EXERCISE INSTRUCTIONS: In the rows below, report every line that contains the word "white", copying each such line in full.

---- RECORDS TO PROCESS

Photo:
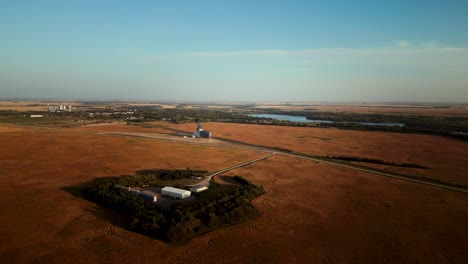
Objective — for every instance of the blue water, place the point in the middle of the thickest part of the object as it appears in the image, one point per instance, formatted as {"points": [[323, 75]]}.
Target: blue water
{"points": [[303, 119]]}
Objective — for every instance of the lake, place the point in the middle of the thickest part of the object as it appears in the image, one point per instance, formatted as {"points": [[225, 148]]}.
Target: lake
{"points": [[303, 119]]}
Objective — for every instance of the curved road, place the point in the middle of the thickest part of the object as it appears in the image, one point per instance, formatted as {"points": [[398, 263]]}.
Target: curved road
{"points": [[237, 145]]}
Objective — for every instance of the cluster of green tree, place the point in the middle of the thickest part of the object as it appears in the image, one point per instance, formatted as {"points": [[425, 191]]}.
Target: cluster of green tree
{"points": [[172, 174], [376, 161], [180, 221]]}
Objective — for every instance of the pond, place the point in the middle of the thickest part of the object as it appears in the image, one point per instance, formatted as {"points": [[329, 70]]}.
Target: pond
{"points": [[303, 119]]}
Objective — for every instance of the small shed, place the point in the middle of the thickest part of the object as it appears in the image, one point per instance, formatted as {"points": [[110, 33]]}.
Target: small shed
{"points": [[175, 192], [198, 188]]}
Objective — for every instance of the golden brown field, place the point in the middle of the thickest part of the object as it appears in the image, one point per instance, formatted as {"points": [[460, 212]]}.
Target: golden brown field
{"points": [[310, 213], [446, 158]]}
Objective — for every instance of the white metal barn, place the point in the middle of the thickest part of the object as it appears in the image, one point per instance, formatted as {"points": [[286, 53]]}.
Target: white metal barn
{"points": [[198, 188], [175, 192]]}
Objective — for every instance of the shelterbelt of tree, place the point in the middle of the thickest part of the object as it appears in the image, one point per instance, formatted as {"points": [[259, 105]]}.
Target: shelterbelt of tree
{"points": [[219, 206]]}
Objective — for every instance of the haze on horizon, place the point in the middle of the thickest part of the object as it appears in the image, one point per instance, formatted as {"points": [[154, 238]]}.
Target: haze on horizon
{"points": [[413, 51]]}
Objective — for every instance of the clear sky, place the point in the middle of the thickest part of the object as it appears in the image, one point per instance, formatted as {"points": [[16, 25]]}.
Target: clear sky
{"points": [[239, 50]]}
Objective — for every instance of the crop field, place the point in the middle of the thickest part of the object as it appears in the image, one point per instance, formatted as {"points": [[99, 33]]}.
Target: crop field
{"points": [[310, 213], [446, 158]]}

--------
---- RECORDS TO PROCESS

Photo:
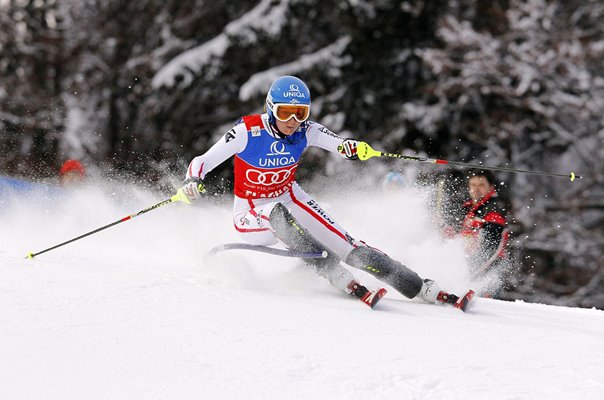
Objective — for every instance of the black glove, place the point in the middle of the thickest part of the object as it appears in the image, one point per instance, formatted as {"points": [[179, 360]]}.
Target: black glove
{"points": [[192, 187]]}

--------

FINISHED ANSWER:
Objective — for every instance of the white metal barn, place the point in the middle of the thickest part of the object as it appears in the image, one point per instance, formatted as {"points": [[286, 53]]}.
Target: white metal barn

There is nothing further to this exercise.